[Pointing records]
⁂

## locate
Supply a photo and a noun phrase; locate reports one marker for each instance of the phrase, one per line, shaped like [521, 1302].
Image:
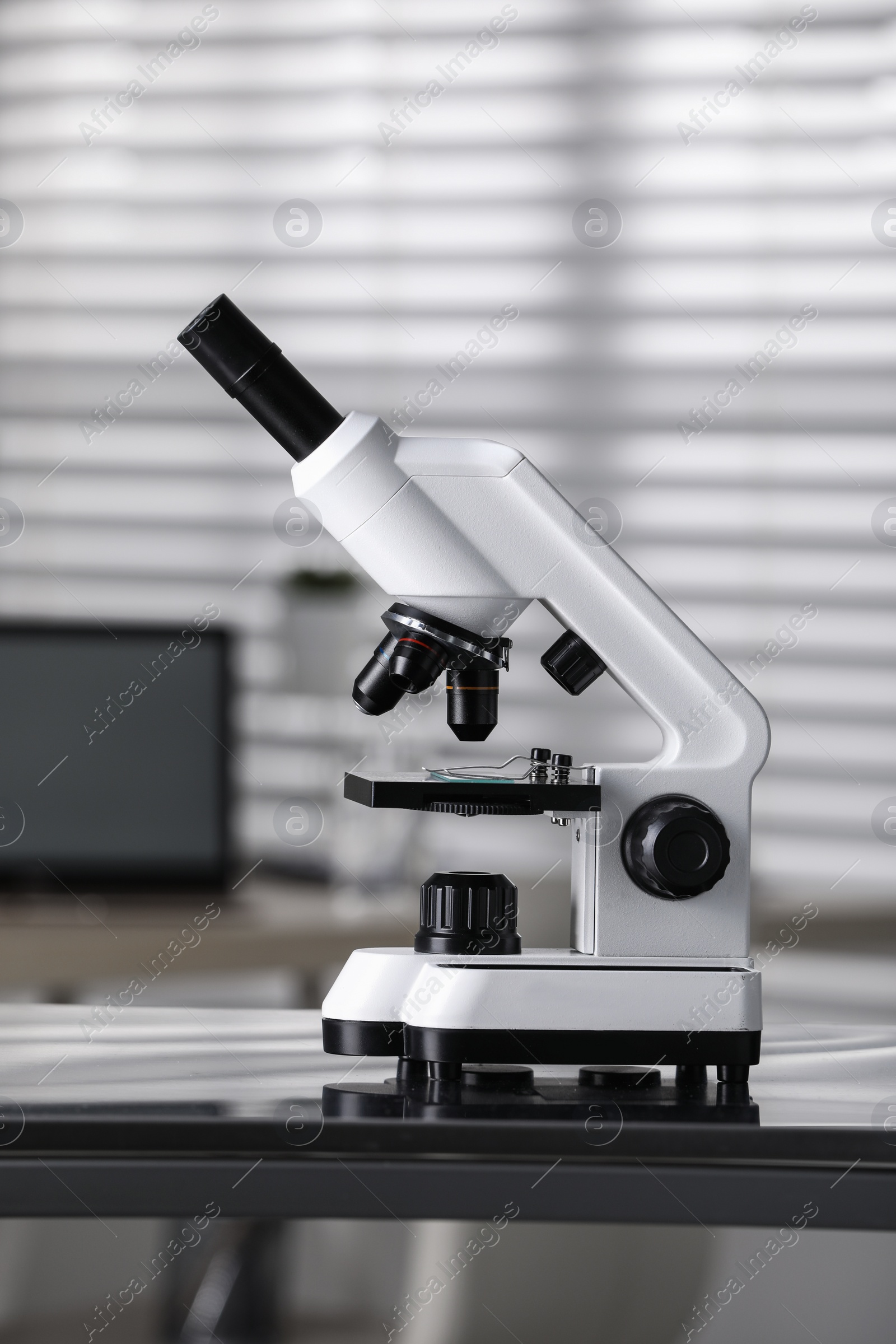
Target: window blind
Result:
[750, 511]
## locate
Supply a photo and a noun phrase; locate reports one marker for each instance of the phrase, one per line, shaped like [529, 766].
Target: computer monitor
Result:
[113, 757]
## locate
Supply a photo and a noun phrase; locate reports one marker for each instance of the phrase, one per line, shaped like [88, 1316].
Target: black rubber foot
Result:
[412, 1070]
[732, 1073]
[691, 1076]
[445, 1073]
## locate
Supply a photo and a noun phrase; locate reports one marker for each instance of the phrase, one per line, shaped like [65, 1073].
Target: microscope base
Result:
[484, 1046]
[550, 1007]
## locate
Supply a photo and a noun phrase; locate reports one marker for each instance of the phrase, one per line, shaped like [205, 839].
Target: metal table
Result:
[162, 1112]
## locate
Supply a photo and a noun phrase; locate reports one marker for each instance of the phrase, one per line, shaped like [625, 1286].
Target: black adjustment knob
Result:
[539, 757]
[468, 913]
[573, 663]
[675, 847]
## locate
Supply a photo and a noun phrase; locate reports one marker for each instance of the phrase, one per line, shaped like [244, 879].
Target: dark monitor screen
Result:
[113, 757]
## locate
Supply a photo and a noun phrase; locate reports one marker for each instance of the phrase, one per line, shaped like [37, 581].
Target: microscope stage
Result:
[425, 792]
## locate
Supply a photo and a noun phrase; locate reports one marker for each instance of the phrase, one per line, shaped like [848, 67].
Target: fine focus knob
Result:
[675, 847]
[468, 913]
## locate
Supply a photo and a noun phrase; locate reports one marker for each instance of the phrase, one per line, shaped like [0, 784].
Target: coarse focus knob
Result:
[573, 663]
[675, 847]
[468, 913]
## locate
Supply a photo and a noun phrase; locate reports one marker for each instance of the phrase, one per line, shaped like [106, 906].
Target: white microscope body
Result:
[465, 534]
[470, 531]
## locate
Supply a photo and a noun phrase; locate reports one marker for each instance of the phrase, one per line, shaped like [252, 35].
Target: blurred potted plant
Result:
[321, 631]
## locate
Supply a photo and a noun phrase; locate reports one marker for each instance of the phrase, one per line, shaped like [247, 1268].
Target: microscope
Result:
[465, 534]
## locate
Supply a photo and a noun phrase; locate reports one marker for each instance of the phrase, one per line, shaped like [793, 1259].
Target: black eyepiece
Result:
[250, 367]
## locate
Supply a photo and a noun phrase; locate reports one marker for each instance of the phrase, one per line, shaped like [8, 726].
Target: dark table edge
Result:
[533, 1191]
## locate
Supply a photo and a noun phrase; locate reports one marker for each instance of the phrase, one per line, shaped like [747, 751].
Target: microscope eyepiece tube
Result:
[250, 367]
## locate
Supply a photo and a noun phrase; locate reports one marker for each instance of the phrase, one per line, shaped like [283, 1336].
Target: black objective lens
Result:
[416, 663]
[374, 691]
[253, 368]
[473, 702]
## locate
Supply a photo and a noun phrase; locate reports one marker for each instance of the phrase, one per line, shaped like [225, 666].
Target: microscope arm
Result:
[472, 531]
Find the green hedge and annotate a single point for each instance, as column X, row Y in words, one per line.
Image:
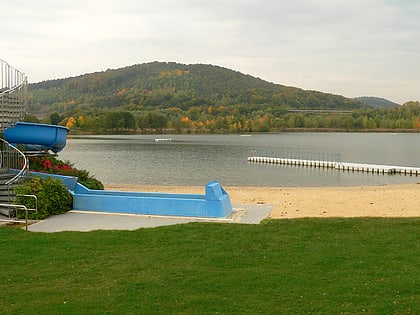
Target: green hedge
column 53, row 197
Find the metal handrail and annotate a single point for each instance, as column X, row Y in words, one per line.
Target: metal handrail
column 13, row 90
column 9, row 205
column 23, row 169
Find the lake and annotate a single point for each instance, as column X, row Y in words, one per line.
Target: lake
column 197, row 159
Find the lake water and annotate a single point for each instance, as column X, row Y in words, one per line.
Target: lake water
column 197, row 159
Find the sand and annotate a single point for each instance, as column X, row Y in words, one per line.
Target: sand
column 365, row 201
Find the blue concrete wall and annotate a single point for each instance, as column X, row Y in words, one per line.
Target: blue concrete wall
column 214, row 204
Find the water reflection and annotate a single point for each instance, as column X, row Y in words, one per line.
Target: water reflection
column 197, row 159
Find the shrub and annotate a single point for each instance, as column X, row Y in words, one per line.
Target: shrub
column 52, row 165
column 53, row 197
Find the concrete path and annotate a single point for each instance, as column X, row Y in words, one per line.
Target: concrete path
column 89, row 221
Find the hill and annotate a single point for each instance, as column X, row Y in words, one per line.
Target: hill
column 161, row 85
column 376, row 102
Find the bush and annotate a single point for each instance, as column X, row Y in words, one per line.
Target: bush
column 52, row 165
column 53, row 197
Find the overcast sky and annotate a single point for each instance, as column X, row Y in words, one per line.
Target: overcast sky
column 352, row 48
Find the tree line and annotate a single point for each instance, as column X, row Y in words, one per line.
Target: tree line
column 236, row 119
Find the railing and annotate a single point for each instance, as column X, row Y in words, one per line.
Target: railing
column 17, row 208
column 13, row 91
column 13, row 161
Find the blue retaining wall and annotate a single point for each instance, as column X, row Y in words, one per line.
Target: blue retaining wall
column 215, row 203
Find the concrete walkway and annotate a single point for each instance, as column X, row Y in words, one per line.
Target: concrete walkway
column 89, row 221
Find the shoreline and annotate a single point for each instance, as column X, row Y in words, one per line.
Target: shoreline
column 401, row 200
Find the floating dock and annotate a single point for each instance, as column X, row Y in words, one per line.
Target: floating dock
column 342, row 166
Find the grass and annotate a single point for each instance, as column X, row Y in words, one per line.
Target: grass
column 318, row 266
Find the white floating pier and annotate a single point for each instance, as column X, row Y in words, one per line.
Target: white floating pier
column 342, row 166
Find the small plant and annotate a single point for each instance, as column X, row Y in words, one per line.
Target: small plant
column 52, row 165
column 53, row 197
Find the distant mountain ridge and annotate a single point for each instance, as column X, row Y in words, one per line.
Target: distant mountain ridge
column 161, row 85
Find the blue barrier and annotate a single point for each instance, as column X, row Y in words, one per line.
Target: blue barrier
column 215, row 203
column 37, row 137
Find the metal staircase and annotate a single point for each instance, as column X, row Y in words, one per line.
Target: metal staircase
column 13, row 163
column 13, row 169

⁂

• _The exercise_
Lay out all the pointing records above as a two-column CSV with the header columns "request" and "points", giving one row per request. Put each request's text and its points in their own quoted field, with line breaks replaced by spaces, and omit the pictures.

• _Task output_
request,points
"## locate Supply a photo and a noun phrase; locate reports one marker for each instance of the phrase, one per line, shaped like [521, 1302]. Image: Target: window blind Result:","[750, 511]"
"## locate Supply a photo and a noun phrase; locate reports one marker for each instance of the phrase, one per line, shaped like [529, 766]. Target: computer monitor Result:","[113, 757]"
"## locate Supply a photo and a noun phrase; locate reports one marker for each instance of the phrase, one per line, shaped like [88, 1316]. Target: black rubber foot Result:","[412, 1070] [732, 1073] [691, 1076] [445, 1073]"
"## locate Supply a photo and a noun phrase; locate reports one marker for each instance of the phrase, one per line, shaped like [65, 1073]. Target: microscope base Result:","[484, 1046] [550, 1007]"
"## locate Supply a photo and a noun phrase; locate reports one marker for each instance of the phrase, one per line, shaped like [205, 839]. Target: metal table Result:","[162, 1112]"
"## locate Supply a photo and a noun phrase; locate reports one marker for each instance of the phrase, one per line, shaped like [625, 1286]. Target: black adjustment knob Result:","[539, 757] [468, 913] [573, 663] [675, 847]"
"## locate Supply a photo and a noun phrase; locate reports one marker for each instance of the phrase, one per line, shaped like [244, 879]. Target: dark monitor screen Result:","[113, 757]"
"## locate Supply a photo and a noun phrase; locate reports one marker for each instance of the phrase, one per line, shaped like [37, 581]. Target: microscope stage Result:","[425, 792]"
"## locate Supply a photo and a noun phrase; locate reports one marker for each instance of the phrase, one per line, shaped like [848, 67]. Target: fine focus knob Result:","[675, 847] [468, 913]"
"## locate Supply a photo and a noun phrase; locate reports one marker for each instance of the phrase, one per line, shaped like [0, 784]. Target: coarse focus knob Result:","[573, 663] [675, 847] [468, 913]"
"## locate Supply a photo and a noun phrase; locate reports one marker for each instance of the phrase, one per line, shaped like [106, 906]. Target: white microscope body Result:","[465, 534] [470, 531]"
"## locate Supply a photo and a noun phrase; locate reports one marker for each instance of the phrase, one per line, shaped like [252, 35]. Target: blurred potted plant Result:","[321, 631]"
"## locate Supply a photo and a noun phrase; locate reports one marker for each instance of the phrase, one per line, shaped like [247, 1268]. Target: microscope Result:","[465, 534]"
"## locate Supply a photo and a noun phrase; locate reports one marker for each instance of the phrase, one per line, shaped like [793, 1259]. Target: black eyepiece Result:","[250, 367]"
"## locate Supply a photo and a noun phrase; locate reports one marker for each instance of the phrase, one per line, shaped like [8, 726]. Target: dark table edge Result:","[533, 1191]"
"## locate Supply a photo and a noun phrase; locate reports one marker for each instance of the phrase, one per line, shaped like [747, 751]. Target: microscope eyepiece tube Result:","[250, 367]"
"## locate Supply a photo and a noun phrase; locate reports one marker for each instance of the phrase, one per line, shaped like [283, 1336]. Target: black objective lens Result:","[416, 663] [374, 691] [253, 368] [473, 702]"
"## locate Supply a photo and a noun phrase; locate reports one marker for each instance of the phrase, one per line, shaped like [225, 666]. Target: microscope arm Result:","[472, 531]"
"Find the green hedge and annotate a single point for each instance, as column X, row Y in words, one per line. Image: Target: green hedge","column 53, row 197"
"Find the metal handrail and annotate a single point for each instance, as column X, row Y in words, one per line. Target: metal handrail","column 13, row 90 column 9, row 205 column 23, row 169"
"Find the lake and annotate a single point for each instance, as column X, row Y in words, one per line. Target: lake","column 197, row 159"
"Find the lake water and annotate a single point for each instance, as column X, row Y in words, one per line. Target: lake water","column 197, row 159"
"Find the sand and annotate a single point for each instance, as column X, row Y in words, one per line. Target: sand","column 365, row 201"
"Find the blue concrete wall and annotate a single point for each instance, as column X, row Y in words, one per line. Target: blue concrete wall","column 214, row 204"
"Find the water reflection and annotate a single point for each instance, as column X, row Y in words, one per line. Target: water reflection","column 197, row 159"
"Find the shrub and annotate a single point for each instance, as column X, row Y in words, one per line. Target: shrub","column 52, row 165 column 53, row 197"
"Find the concrete path and annotate a single point for each instance, as column X, row Y in words, one per line. Target: concrete path","column 89, row 221"
"Find the hill and annotate a single point for each instance, as column X, row Y in words, one per line. Target: hill","column 161, row 85 column 376, row 102"
"Find the bush and annotate a single point for each instance, as column X, row Y in words, one per line. Target: bush","column 52, row 165 column 53, row 197"
"Find the overcast sky and annotate a single point for each instance, as column X, row Y in words, one per line. Target: overcast sky","column 352, row 48"
"Find the tree line and annotate a single point for each instance, as column X, row Y in words, one per line. Target: tree line","column 236, row 119"
"Find the railing and annotate a single point for each instance, as column X, row Y in words, one per line. Target: railing","column 17, row 208 column 13, row 91 column 13, row 161"
"Find the blue retaining wall and annotate a single point for each instance, as column X, row Y in words, one per line. Target: blue retaining wall","column 215, row 203"
"Find the concrete walkway and annotate a single point for each instance, as column X, row Y in words, one per line. Target: concrete walkway","column 89, row 221"
"Find the shoreline and annotate a single point for each instance, as column X, row Y in words, one per line. Target: shoreline","column 401, row 200"
"Find the floating dock and annotate a single point for each instance, as column X, row Y in words, one per line. Target: floating dock","column 342, row 166"
"Find the grass and annotate a single point for each instance, as column X, row Y in words, one per line. Target: grass","column 318, row 266"
"Find the white floating pier and annotate a single point for each instance, as column X, row Y in words, one per line. Target: white floating pier","column 342, row 166"
"Find the small plant and annotate a single point for each instance, as column X, row Y in words, one per line. Target: small plant","column 52, row 165 column 53, row 197"
"Find the distant mountain ridge and annotate a single point for each instance, as column X, row Y in words, one per line. Target: distant mountain ridge","column 161, row 85"
"Find the blue barrier and annotate a single point for each instance, as column X, row Y in words, one per line. Target: blue barrier","column 215, row 203 column 37, row 137"
"Find the metal staircase and annotate a single point for each instance, as column X, row Y in words, one per line. Target: metal staircase","column 13, row 163 column 13, row 169"